# WORK TO DO:
1 > Output the section of the merger passage starting with "The undertakings concerned" and going on through "the EEA Agreement.", copied word for word.
2 > Using the merger passage, decide whether each statement agrees with it, and back each yes or no with the deciding words quoted from the passage: (a) Siemens will leave the ATM market entirely. (b) Thomson has activity in the ATS market. (c) Siemens has a Community-wide turnover of 30325 million ECU.

# PASSAGE PROVIDED:
Coordination of the competitive behaviour

As regards the ATM market, Siemens will completely withdraw and Thomson will only remain in this market through a controlling interest in the Spanish company Indra [See Commission Decision of 22.08.1995 in Case N IV/M.620- Thomson-CSF/Teneo/Indra].

As regards the ATS market, Siemens will remain present but Thomson has no activity in this market.

It follows that the operationwill not give rise to the coordination of the competitive behaviour between Thomson and Siemens.

The operation is therefore a concentration within the meaning of Article 3(1)(b) of the Merger Regulation.

IV. COMMUNITY DIMENSION

The undertakings concerned have a combined aggregate worldwide turnover in excess of 5000 million ECU (Thomson SA: 11378 million ECU; Siemens: 49981 million ECU). Both Thomson SA and Siemens have a Community-wide turnover inexcess of 250 million ECU (Thomson SA: 4765 million ECU; Siemens: 30325 million ECU), but do not achieve more than two-thirds of their aggregate Community-wide turnover within one and the same Member Sate. The operation therefore has a Community dimension within the meaning of Article 1 of the Merger Regulation, but does not constitute a cooperation case under the EEA Agreement.

V. COMPATIBILITY WITH THE COMMON MARKET AND THE EEA

Relevant product markets

Thomson not being active in ATS, the parties activities only overlap on ATM.

ATM activities cover all the ground systems and equipment needed to provide full air space surveillance and control facilities to ensure full safety to the civil air transport activities.

# DATA LINES:

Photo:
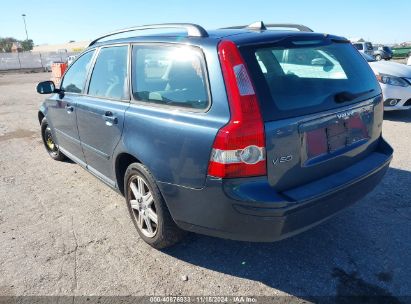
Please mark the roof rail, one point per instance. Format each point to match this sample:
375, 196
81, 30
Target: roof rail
193, 30
259, 25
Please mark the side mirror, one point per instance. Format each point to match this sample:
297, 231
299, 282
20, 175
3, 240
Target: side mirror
46, 87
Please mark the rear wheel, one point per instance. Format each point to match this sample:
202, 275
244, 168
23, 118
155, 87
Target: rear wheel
49, 142
148, 209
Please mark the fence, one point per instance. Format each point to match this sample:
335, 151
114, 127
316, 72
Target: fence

# EXPECTED ANSWERS:
1 >
The undertakings concerned have a combined aggregate worldwide turnover in excess of 5000 million ECU (Thomson SA: 11378 million ECU; Siemens: 49981 million ECU). Both Thomson SA and Siemens have a Community-wide turnover inexcess of 250 million ECU (Thomson SA: 4765 million ECU; Siemens: 30325 million ECU), but do not achieve more than two-thirds of their aggregate Community-wide turnover within one and the same Member Sate. The operation therefore has a Community dimension within the meaning of Article 1 of the Merger Regulation, but does not constitute a cooperation case under the EEA Agreement.

2 >
(a) Yes: "Siemens will completely withdraw"
(b) No: "Thomson has no activity in this market."
(c) Yes: "Siemens: 30325 million ECU"